Task description: Find every line in the data below that contains the string "grass" and copy each of those lines.

---------- Data to process ----------

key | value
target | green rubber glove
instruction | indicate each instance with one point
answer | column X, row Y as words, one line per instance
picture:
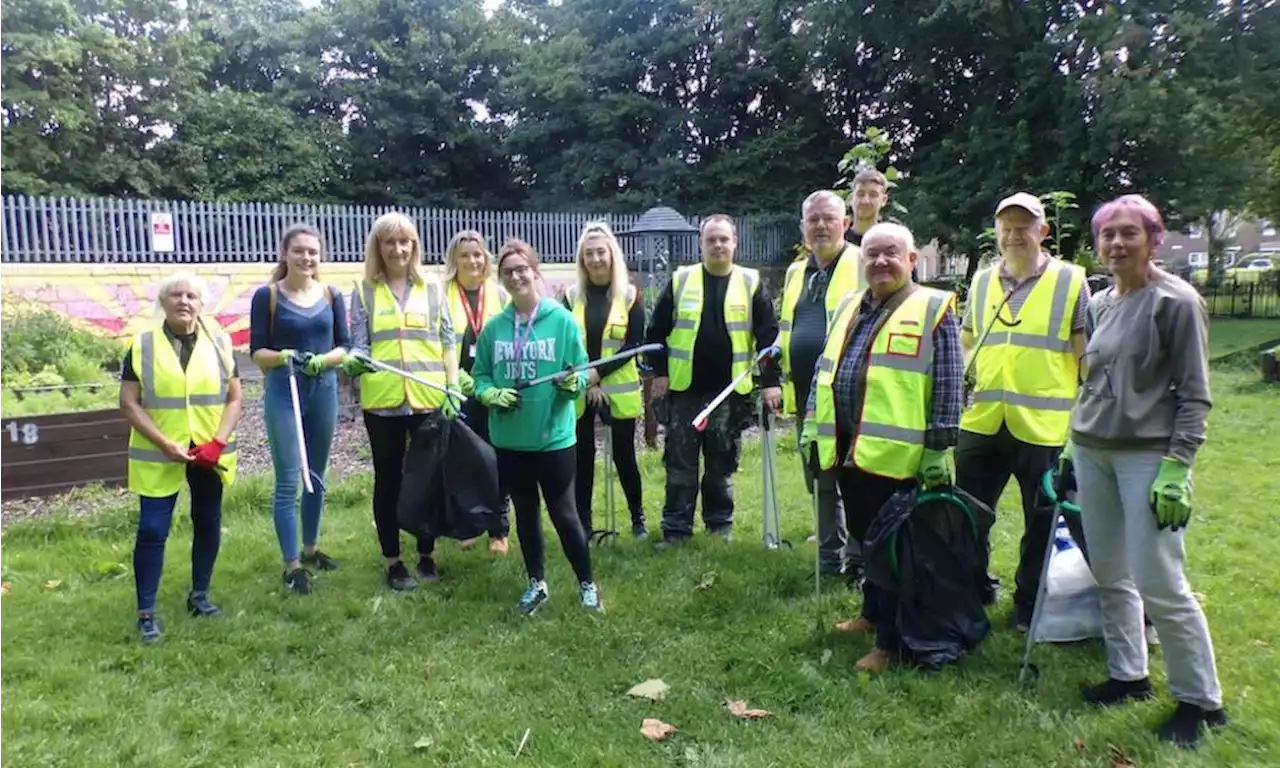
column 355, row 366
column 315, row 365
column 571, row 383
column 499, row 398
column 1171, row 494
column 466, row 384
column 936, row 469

----------
---------- Data to process ----------

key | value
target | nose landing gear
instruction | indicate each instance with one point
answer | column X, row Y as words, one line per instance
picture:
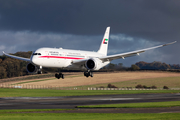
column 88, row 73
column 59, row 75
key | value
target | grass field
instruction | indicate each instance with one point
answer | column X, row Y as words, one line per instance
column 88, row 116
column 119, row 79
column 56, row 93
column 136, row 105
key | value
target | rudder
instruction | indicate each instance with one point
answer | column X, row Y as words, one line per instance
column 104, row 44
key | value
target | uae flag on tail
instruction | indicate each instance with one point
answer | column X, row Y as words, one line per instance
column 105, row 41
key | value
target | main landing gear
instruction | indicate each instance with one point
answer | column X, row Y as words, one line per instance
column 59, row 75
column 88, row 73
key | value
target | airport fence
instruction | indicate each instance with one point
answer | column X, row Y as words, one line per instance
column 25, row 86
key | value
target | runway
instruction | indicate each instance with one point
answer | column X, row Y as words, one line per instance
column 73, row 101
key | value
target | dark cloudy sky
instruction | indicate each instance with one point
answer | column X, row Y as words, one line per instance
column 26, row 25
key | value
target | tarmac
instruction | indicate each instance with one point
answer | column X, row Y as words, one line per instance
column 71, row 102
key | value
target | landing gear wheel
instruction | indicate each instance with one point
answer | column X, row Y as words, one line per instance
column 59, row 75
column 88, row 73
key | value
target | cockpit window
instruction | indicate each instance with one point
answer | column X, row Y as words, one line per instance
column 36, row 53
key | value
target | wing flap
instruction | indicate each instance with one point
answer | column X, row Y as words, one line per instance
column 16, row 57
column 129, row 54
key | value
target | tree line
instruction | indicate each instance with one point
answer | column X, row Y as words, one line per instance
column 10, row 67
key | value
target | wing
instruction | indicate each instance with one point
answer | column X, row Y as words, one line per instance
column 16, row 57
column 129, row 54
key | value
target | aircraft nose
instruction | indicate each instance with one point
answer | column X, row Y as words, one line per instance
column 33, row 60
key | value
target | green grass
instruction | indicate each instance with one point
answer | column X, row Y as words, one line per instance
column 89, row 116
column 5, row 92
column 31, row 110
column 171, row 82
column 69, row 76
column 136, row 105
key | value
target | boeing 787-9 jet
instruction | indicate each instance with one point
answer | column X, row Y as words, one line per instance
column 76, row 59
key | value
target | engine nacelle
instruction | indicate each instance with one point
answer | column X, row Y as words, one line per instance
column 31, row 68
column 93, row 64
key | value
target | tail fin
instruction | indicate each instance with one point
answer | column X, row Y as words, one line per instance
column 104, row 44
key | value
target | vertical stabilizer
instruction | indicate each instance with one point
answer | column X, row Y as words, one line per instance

----------
---------- Data to process ----------

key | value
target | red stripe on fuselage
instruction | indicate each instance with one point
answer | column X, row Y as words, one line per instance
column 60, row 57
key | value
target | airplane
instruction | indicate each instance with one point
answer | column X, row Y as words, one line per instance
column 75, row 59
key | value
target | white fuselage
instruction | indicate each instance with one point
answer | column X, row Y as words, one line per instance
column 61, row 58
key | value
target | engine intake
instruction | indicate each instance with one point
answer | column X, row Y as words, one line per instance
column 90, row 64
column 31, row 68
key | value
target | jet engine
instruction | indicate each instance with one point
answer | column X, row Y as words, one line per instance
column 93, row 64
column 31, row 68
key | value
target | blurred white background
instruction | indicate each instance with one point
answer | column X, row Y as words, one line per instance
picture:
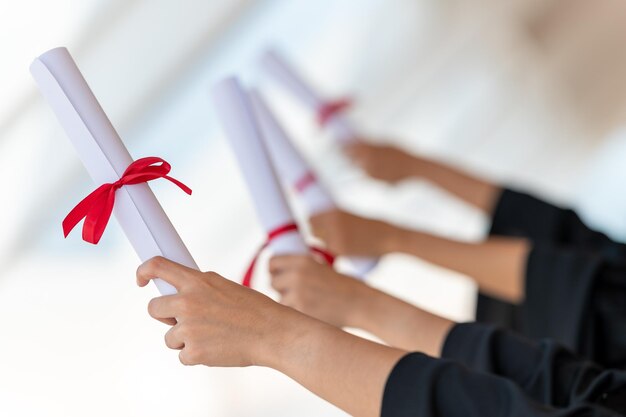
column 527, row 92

----------

Finished answer:
target | grass field
target | green grass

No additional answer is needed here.